## Work instructions
Pick out each line of the data below that contains the word "every" and copy those lines.

::: The records

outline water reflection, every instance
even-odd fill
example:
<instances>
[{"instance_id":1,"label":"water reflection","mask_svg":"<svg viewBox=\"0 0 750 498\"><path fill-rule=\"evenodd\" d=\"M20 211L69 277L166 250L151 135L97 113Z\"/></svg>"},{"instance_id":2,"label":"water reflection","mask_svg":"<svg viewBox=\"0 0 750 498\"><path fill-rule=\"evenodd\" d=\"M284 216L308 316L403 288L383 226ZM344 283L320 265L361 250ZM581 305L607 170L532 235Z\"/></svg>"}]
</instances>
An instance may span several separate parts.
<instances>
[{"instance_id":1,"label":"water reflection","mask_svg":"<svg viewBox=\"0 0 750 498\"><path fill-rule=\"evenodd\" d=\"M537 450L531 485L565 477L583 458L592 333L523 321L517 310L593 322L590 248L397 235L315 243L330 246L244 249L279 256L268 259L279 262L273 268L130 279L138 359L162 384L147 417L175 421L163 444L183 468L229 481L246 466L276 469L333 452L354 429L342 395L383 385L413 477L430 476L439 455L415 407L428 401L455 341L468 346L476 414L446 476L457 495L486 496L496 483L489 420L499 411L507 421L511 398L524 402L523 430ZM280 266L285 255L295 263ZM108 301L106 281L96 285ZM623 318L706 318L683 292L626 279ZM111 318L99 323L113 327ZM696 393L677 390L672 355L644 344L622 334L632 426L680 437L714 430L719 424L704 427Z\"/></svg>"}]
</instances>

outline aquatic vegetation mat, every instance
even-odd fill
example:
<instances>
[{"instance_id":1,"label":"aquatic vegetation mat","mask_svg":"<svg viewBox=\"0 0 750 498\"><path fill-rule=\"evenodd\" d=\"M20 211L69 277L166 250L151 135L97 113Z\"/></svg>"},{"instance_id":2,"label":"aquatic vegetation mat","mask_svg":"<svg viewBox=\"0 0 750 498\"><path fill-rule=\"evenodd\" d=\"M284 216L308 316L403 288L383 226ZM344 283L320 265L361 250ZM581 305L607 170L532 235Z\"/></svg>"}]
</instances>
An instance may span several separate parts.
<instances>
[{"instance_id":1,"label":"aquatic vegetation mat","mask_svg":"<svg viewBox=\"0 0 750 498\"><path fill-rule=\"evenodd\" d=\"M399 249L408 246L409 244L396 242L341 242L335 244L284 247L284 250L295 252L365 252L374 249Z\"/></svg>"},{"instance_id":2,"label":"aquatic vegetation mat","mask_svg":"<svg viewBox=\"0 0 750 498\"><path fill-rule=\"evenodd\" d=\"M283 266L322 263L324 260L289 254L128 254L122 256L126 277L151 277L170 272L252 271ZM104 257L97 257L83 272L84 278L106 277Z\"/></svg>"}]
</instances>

::::::
::: The records

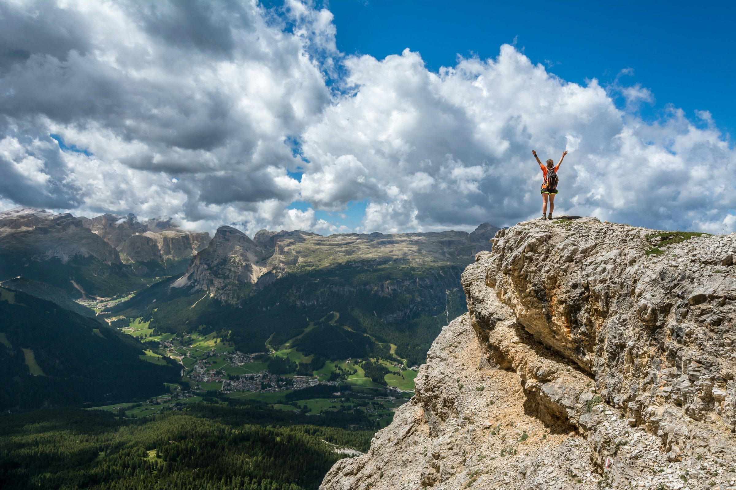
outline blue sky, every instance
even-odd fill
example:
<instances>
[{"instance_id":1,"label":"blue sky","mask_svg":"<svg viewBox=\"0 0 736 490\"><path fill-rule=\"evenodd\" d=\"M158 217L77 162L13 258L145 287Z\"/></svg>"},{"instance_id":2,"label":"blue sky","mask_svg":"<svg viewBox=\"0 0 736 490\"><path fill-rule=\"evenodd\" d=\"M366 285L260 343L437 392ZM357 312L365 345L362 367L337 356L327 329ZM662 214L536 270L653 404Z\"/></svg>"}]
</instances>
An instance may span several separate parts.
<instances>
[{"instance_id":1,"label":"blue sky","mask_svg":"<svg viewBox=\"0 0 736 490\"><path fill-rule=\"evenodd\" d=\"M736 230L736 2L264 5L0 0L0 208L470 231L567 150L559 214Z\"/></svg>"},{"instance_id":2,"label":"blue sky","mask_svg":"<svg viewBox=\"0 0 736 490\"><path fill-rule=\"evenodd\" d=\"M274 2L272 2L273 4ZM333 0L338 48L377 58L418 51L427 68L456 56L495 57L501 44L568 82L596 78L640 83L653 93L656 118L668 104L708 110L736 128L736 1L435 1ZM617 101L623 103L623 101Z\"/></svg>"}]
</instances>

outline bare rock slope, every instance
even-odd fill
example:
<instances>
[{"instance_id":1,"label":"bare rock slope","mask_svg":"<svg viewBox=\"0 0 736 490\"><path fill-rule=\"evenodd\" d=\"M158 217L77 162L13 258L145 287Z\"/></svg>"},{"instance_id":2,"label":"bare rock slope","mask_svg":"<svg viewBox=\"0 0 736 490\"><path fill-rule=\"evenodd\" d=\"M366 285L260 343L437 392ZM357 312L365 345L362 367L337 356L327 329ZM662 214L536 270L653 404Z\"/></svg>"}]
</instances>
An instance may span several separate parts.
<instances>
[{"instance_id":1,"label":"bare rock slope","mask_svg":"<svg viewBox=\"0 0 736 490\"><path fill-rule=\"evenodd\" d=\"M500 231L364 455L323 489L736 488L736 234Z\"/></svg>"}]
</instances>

::::::

## Exercise result
outline water reflection, every instance
outline aquatic vegetation mat, every instance
outline blue sky, every instance
outline bare rock slope, every instance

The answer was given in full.